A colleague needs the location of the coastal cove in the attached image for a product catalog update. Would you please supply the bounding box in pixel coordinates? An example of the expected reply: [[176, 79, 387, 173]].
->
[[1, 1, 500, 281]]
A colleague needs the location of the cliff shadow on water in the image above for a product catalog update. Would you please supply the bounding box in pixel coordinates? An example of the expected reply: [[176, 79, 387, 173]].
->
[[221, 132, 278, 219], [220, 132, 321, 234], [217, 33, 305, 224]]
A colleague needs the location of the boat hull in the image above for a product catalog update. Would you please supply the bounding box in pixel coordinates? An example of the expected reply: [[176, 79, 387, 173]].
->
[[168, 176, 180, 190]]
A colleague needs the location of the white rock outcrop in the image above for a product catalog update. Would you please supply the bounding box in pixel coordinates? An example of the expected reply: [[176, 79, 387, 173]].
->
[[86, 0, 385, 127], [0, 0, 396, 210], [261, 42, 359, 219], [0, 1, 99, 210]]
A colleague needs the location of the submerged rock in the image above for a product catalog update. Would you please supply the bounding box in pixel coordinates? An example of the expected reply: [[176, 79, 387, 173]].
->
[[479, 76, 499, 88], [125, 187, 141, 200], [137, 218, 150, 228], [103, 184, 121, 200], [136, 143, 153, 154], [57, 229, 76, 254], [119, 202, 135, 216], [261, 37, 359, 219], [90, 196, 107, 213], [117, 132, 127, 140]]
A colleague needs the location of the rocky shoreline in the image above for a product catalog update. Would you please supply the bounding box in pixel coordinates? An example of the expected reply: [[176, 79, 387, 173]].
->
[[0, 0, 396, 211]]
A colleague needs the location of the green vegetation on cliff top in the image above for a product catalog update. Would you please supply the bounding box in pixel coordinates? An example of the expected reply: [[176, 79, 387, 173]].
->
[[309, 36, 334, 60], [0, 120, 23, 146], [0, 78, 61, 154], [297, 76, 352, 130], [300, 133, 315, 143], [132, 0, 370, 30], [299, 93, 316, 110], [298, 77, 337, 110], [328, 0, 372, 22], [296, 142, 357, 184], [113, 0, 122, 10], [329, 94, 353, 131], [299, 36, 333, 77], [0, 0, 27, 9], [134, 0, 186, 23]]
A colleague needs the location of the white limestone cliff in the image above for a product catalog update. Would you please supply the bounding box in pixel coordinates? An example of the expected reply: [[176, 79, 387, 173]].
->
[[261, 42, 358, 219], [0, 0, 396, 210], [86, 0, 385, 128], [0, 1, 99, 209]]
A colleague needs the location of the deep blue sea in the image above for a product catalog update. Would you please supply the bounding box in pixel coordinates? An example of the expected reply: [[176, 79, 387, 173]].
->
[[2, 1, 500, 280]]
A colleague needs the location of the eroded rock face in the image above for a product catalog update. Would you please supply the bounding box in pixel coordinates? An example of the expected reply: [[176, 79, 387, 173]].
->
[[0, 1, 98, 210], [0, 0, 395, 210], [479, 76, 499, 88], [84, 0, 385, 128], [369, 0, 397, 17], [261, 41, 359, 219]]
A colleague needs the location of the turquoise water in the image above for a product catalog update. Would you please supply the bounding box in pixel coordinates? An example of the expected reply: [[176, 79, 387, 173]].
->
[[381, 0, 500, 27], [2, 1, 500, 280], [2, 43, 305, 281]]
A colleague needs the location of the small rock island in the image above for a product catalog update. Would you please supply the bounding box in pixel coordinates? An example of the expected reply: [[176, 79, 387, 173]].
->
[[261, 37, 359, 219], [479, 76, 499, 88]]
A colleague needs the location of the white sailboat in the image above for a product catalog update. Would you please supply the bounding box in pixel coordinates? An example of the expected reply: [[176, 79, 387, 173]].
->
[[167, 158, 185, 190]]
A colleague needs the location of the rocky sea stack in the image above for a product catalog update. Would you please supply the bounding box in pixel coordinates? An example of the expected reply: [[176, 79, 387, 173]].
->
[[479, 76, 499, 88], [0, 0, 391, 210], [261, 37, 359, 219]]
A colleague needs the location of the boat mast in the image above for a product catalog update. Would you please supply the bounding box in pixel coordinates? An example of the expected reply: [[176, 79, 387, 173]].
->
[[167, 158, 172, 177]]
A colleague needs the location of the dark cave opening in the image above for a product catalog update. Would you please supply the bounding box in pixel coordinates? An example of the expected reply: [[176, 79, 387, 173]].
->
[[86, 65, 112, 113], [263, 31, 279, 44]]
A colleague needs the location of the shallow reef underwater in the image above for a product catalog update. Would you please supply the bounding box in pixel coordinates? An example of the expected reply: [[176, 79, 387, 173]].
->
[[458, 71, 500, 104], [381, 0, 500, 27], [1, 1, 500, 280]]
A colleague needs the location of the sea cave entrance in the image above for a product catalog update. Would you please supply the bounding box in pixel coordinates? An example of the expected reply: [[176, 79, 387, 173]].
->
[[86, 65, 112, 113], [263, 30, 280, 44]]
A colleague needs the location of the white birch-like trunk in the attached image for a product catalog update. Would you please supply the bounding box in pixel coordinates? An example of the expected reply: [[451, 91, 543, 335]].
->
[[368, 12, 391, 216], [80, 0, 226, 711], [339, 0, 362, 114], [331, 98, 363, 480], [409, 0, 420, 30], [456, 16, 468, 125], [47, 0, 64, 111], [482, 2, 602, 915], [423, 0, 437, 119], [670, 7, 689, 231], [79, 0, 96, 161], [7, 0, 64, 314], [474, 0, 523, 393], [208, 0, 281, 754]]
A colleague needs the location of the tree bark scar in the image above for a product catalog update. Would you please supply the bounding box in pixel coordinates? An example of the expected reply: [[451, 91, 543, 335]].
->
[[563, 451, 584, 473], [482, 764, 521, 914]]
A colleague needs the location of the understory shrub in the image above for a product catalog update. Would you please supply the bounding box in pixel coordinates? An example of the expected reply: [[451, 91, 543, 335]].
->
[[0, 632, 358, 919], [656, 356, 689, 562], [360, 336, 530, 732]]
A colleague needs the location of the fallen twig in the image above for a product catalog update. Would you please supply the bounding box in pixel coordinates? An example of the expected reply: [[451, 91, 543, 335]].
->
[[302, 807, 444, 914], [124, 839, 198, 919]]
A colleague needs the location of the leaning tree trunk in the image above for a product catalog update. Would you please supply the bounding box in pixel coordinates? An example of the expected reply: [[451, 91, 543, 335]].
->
* * *
TASK PROMPT: Figure out how many lines of the material above hold the word "white", and answer with that number only.

ANSWER SPACE: 4